Exactly as they appear, output all of the entries.
— begin Provided data —
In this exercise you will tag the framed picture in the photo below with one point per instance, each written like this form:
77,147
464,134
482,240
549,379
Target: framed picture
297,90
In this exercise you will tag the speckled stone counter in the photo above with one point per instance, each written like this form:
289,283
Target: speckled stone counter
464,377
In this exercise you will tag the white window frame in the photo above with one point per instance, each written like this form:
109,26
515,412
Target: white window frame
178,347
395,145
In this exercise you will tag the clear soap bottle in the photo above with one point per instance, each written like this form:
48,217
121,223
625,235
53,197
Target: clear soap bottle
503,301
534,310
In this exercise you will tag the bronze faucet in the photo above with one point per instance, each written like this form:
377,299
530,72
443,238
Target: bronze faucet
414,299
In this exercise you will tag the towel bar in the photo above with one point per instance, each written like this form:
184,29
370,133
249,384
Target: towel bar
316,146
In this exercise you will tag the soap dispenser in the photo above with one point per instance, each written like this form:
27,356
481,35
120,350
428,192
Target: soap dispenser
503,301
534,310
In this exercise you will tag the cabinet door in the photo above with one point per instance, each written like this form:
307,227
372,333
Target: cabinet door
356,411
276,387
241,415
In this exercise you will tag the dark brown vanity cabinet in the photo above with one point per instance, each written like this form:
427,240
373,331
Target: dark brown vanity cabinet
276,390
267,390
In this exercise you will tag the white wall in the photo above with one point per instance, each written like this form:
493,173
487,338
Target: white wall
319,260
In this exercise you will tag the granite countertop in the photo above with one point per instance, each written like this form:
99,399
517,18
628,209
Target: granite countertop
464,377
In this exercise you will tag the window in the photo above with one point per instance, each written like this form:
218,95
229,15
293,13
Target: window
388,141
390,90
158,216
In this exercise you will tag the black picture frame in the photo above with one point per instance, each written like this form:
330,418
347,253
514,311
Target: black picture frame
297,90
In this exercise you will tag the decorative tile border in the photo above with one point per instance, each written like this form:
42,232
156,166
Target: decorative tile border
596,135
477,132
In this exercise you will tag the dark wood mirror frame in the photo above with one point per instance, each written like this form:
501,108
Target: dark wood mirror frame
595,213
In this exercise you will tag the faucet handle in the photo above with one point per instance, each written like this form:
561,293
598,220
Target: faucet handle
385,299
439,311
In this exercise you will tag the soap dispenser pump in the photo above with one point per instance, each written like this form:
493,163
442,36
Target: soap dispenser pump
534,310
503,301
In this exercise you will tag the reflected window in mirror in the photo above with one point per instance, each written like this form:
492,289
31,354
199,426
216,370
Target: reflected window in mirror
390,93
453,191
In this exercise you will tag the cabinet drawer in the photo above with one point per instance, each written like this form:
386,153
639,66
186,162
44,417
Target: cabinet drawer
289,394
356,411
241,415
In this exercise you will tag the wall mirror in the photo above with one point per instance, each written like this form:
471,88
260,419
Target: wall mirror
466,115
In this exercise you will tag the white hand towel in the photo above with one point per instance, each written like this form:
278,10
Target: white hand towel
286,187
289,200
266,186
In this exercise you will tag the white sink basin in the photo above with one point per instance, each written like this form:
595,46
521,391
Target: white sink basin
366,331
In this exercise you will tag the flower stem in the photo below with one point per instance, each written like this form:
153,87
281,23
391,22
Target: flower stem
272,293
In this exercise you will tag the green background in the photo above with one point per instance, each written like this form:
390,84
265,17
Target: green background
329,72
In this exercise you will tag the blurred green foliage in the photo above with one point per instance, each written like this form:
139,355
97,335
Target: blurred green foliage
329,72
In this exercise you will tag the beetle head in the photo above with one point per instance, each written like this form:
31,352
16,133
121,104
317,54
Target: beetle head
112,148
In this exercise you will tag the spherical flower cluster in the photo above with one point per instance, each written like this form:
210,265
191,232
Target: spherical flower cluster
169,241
— end Provided data —
(Result for this exercise)
In this exercise you will tag the framed picture in the photo below with one point per instance, each written like this form:
77,147
464,134
482,240
549,379
Target: framed picture
297,90
In this exercise you will tag the speckled stone counter in the photo above with one point per instance, each written like this form:
289,283
Target: speckled stone counter
464,377
In this exercise you will tag the white window frame in the photo above with one point per instance, each written like this form:
109,26
515,412
Target: white window frame
178,347
395,145
In this exercise you will tag the clear soap bottle in the photo above with one point per instance, each written like this form:
48,217
121,223
625,235
53,197
Target: clear soap bottle
503,301
534,310
In this exercise you will tag the bronze faucet in the photo above with one point per instance, each written like this form:
377,299
530,72
443,238
Target: bronze faucet
414,299
In this exercise you will tag the towel bar in the photo above with one point per instance, each written like this form:
184,29
370,133
249,384
Target: towel bar
316,146
In this exercise you will tag the soap dispenser in the photo above with one point per instance, each written like this form:
27,356
481,35
120,350
428,192
Target: soap dispenser
503,301
534,310
In this exercise you will tag the cabinet door in the photo above with one point per instance, each written like this form:
307,227
372,333
Target: cabinet door
356,411
276,387
241,415
In this exercise you will tag the dark brown vanity cabinet in the photo above with one point per instance, each written like this form:
427,240
373,331
Target: dark brown vanity cabinet
276,390
267,390
In this exercise you will tag the white wall in the photo above with one point per instance, each written like this form:
493,173
487,338
Target: white wall
319,260
In this exercise you will tag the granite countertop in the photo above with one point per instance, each written like this form:
99,399
517,18
628,209
Target: granite countertop
464,377
In this exercise you will tag the window in the photo above with one point per instance, each written like this form:
218,95
229,15
293,13
Target: window
388,141
390,90
158,216
In this exercise you will tag the black picture frame in the photo above with one point per instance, each written like this form:
330,418
347,253
514,311
Target: black picture frame
297,90
In this exercise you will tag the decorative tile border in the photo above with one point per instance, each written like this form:
42,232
156,166
Target: decorative tile border
596,135
477,132
In this exercise you will tag the dark wood mirror frame in the photo above with one point per instance, each written like this form:
501,108
Target: dark wood mirror frame
595,213
In this exercise you will tag the faucet handle in the photo above with one point per instance, each written like this form:
561,293
598,220
Target: faucet handle
385,299
439,311
In this exercise you will tag the soap dispenser pump in the photo above with one point per instance, each written like this form:
493,163
442,36
Target: soap dispenser pump
534,310
503,301
In this exercise you will tag the reflected window in mirror in the photo above with one point per instance, each written like this form:
492,289
31,354
199,426
216,370
Target: reflected window in mirror
390,93
453,191
In this exercise you will tag the cabinet drawer in the photo above with one point per instance, each written like this form:
386,153
639,66
186,162
44,417
Target: cabinet drawer
289,394
356,411
241,415
In this exercise you will tag the wall mirror in the photo above with one point per instance, each written like this form:
471,88
260,419
Target: wall mirror
466,115
In this exercise you will tag the white hand towel in the photo above with one point per instance, each written like this form:
278,10
Target: white hand towel
286,187
289,200
266,186
In this exercise you will tag the white sink basin in the photo above with one point per instance, each written like this form:
595,46
521,391
Target: white sink basin
366,331
In this exercise you will tag the flower stem in the photo below with one point per instance, each written like this form:
153,87
281,23
391,22
Target: flower stem
272,293
In this exercise you will tag the green background in the photo above with one point per instance, each written like this form:
390,84
265,17
Target: green background
329,72
In this exercise you will tag the blurred green foliage in the photo above with one point per instance, each written like this form:
139,355
97,335
Target: blurred green foliage
329,72
In this exercise you will tag the beetle head in the photo above with one point per instance, each written like this form:
31,352
16,133
121,104
317,54
Target: beetle head
112,148
In this exercise you will tag the spherical flower cluster in the photo above with one point per instance, each written like this form:
210,265
191,232
Target: spherical flower cluster
169,241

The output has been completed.